■ **Prompt**: In the data below, the answer is the run of lines from the line containing "Target: deep green water" through the line containing "Target: orange sand", both included; print it exactly and nothing else.

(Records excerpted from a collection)
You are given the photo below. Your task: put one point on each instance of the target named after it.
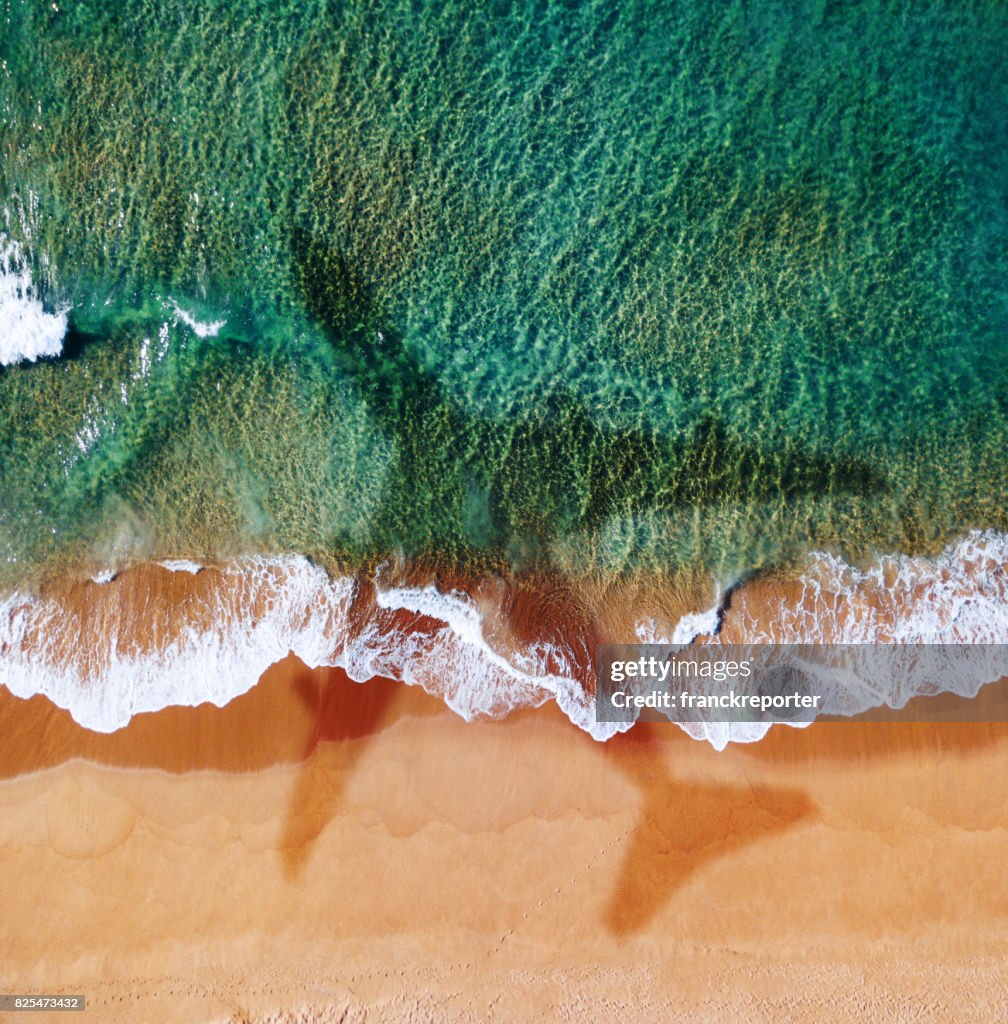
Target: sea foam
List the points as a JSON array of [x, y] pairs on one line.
[[28, 332]]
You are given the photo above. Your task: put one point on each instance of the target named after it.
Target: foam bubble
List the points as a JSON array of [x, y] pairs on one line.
[[27, 331], [202, 329], [180, 565]]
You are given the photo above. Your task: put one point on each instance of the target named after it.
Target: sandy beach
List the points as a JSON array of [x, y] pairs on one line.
[[319, 850]]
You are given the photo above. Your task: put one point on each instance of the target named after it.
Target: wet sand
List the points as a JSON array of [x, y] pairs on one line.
[[337, 851]]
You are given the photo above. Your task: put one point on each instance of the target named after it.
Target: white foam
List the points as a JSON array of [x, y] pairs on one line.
[[959, 597], [265, 609], [456, 662], [224, 636], [28, 332], [202, 329], [180, 565]]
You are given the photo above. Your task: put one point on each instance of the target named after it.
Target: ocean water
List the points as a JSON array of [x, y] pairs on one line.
[[579, 288]]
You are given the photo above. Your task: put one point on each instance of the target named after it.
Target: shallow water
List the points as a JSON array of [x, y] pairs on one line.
[[670, 287]]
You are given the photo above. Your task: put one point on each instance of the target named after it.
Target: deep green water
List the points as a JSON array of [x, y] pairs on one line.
[[590, 286]]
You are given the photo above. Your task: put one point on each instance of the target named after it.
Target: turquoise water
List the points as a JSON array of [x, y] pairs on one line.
[[598, 289]]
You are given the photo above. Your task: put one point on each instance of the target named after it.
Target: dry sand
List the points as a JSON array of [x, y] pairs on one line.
[[324, 851]]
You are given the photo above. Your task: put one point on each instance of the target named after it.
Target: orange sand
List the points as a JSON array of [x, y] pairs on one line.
[[322, 851]]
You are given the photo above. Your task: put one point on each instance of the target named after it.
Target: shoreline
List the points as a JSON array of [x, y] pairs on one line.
[[330, 847]]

■ **Result of this task**:
Target: deep green water
List the points as a JSON array of [x, y] pairs on one line.
[[590, 286]]
You are given the photo above. Your task: put one point on each instance of the target named after it.
Target: turquoise water
List the points as a JSON array of [x, y] pairs on one line.
[[598, 289]]
You are given the photo above. Your task: put one point on each instance of the target named after it.
Target: dry sand
List the points as a JSON array of [x, y] pairs on one line.
[[324, 851]]
You are given the photo above. Your task: put one point on each instance of the target named after it.
Target: orange sand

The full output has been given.